* STATED TASK *
Give the records again from the line with "target: man's knee" to the line with "Trace the outline of every instance of the man's", swapping "knee" for "elbow" and leaving everything else unchanged.

_____

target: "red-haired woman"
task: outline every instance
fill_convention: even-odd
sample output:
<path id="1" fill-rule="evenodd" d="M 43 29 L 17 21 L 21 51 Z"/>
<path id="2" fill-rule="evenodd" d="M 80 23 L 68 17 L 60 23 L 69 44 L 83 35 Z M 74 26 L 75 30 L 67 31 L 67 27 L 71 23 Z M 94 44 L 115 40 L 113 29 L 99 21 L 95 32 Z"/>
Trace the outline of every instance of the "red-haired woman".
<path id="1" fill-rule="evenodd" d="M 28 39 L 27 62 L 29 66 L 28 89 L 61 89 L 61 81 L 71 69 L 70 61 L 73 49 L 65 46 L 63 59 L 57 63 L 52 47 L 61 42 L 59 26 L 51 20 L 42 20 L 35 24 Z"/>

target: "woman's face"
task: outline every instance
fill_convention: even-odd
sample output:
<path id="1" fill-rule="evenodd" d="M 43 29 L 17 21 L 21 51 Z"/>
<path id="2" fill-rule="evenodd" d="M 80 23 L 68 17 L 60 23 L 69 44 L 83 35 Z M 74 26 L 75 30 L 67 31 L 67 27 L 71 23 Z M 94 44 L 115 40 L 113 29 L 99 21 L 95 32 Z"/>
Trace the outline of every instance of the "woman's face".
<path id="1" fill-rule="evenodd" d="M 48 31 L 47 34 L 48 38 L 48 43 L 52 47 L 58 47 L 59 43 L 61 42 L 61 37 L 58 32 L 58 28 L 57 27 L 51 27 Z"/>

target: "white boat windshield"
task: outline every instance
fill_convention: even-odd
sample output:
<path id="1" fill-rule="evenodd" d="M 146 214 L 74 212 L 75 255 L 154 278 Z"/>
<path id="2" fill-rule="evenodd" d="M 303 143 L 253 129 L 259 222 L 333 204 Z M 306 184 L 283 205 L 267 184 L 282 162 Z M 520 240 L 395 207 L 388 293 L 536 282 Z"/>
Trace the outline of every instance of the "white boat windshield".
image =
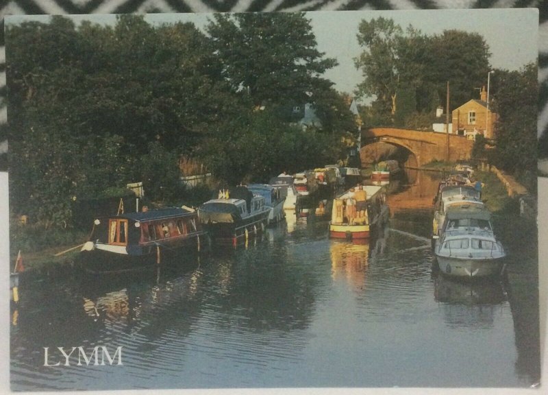
<path id="1" fill-rule="evenodd" d="M 442 192 L 442 199 L 463 196 L 469 199 L 480 199 L 480 191 L 471 188 L 450 188 Z"/>
<path id="2" fill-rule="evenodd" d="M 454 240 L 448 240 L 443 243 L 444 248 L 449 248 L 451 250 L 465 249 L 470 247 L 469 239 L 456 239 Z"/>
<path id="3" fill-rule="evenodd" d="M 491 224 L 486 219 L 462 218 L 449 221 L 447 227 L 449 230 L 458 228 L 477 228 L 482 230 L 493 230 L 493 229 L 491 229 Z"/>
<path id="4" fill-rule="evenodd" d="M 496 250 L 497 243 L 492 240 L 485 240 L 482 239 L 472 239 L 472 248 L 473 250 Z"/>

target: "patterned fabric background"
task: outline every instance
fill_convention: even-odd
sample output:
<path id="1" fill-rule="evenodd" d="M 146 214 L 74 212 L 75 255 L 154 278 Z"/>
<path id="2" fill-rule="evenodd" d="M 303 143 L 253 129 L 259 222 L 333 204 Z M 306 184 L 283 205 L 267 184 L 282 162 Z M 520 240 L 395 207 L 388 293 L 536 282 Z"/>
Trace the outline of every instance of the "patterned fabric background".
<path id="1" fill-rule="evenodd" d="M 548 4 L 543 0 L 0 0 L 0 18 L 36 14 L 120 14 L 538 8 L 540 95 L 538 128 L 548 133 Z M 6 169 L 5 51 L 0 33 L 0 170 Z M 548 139 L 543 139 L 543 144 Z M 543 151 L 548 152 L 548 147 Z"/>

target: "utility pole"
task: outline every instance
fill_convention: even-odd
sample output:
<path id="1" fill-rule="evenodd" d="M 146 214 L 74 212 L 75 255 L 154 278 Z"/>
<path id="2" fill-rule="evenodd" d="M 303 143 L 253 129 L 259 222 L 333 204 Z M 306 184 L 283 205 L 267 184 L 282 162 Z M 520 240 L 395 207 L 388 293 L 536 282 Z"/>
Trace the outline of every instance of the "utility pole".
<path id="1" fill-rule="evenodd" d="M 447 81 L 447 101 L 445 104 L 445 125 L 447 129 L 447 162 L 449 161 L 449 82 Z"/>

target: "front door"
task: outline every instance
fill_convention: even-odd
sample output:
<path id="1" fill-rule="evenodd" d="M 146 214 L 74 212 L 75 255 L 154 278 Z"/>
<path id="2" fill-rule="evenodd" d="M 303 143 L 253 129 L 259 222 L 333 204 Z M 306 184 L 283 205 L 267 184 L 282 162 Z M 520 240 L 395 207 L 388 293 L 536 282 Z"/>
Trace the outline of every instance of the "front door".
<path id="1" fill-rule="evenodd" d="M 127 219 L 108 220 L 108 243 L 114 246 L 127 245 Z"/>

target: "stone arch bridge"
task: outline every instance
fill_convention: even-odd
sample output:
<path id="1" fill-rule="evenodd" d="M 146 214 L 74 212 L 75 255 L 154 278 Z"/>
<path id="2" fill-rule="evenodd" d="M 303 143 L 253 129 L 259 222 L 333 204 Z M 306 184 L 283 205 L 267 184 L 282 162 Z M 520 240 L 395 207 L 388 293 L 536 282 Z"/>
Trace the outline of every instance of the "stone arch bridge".
<path id="1" fill-rule="evenodd" d="M 419 167 L 433 160 L 447 158 L 447 134 L 393 128 L 374 128 L 362 132 L 362 149 L 375 143 L 386 143 L 405 148 L 409 153 L 407 165 Z M 449 160 L 469 159 L 473 141 L 464 136 L 449 134 Z"/>

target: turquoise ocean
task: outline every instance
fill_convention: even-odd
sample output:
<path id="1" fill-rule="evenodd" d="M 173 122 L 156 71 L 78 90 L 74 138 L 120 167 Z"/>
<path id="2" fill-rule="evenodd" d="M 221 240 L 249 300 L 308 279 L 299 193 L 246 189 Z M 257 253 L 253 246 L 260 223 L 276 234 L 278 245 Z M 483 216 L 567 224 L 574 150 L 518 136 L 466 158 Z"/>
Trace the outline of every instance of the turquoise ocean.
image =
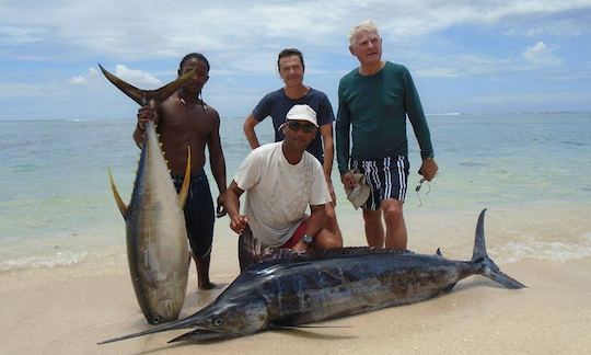
<path id="1" fill-rule="evenodd" d="M 564 217 L 569 210 L 591 211 L 591 113 L 450 114 L 429 115 L 428 121 L 440 173 L 417 194 L 420 159 L 408 127 L 407 216 L 470 211 L 475 219 L 485 207 L 520 210 L 532 205 L 568 206 Z M 242 117 L 222 117 L 229 182 L 250 151 L 242 123 Z M 0 121 L 0 271 L 120 256 L 124 221 L 107 168 L 128 199 L 139 158 L 134 126 L 134 118 Z M 257 126 L 259 140 L 270 142 L 271 130 L 270 119 Z M 217 196 L 209 167 L 206 171 Z M 346 203 L 336 163 L 333 181 L 339 220 L 358 216 Z M 216 228 L 220 226 L 227 228 L 228 219 Z M 507 244 L 518 260 L 531 256 L 525 247 L 535 244 L 536 234 L 528 238 L 529 247 Z M 578 232 L 576 240 L 559 238 L 544 241 L 536 252 L 563 252 L 563 260 L 591 255 L 591 230 Z M 557 243 L 569 248 L 556 249 Z M 345 244 L 350 244 L 347 239 Z"/>

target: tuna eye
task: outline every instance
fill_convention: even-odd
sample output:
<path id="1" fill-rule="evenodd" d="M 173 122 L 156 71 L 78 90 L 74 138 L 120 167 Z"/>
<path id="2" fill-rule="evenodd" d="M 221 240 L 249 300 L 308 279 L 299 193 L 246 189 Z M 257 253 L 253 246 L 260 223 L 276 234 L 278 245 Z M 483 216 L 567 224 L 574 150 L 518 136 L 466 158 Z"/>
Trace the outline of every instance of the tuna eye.
<path id="1" fill-rule="evenodd" d="M 223 323 L 223 319 L 221 319 L 221 318 L 219 318 L 219 317 L 216 317 L 216 318 L 213 319 L 213 325 L 220 327 L 222 323 Z"/>

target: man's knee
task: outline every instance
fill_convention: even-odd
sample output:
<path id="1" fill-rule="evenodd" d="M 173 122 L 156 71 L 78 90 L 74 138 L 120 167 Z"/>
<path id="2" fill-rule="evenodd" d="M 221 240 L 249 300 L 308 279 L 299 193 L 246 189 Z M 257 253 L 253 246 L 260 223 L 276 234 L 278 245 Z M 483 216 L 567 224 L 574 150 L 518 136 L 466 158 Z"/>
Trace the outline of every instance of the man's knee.
<path id="1" fill-rule="evenodd" d="M 381 210 L 363 209 L 363 220 L 367 224 L 379 224 L 382 219 Z"/>
<path id="2" fill-rule="evenodd" d="M 397 199 L 384 199 L 382 203 L 385 220 L 399 220 L 403 218 L 403 203 Z"/>
<path id="3" fill-rule="evenodd" d="M 314 238 L 314 248 L 317 249 L 333 249 L 343 248 L 343 239 L 335 233 L 322 229 Z"/>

_____

* RESULT BELOW *
target: man's elbow
task: outline every instance
fill_convention: even-odd
sample output:
<path id="1" fill-rule="evenodd" d="M 173 122 L 156 71 L 78 90 L 74 138 L 120 167 Z"/>
<path id="2" fill-rule="evenodd" d="M 221 240 L 249 300 L 308 279 L 299 193 L 246 189 Z M 257 253 L 253 246 L 260 223 L 276 234 L 278 245 Z M 483 216 L 567 224 L 574 150 L 518 136 L 466 158 Z"/>
Trace the outline of every instance of the man's elbow.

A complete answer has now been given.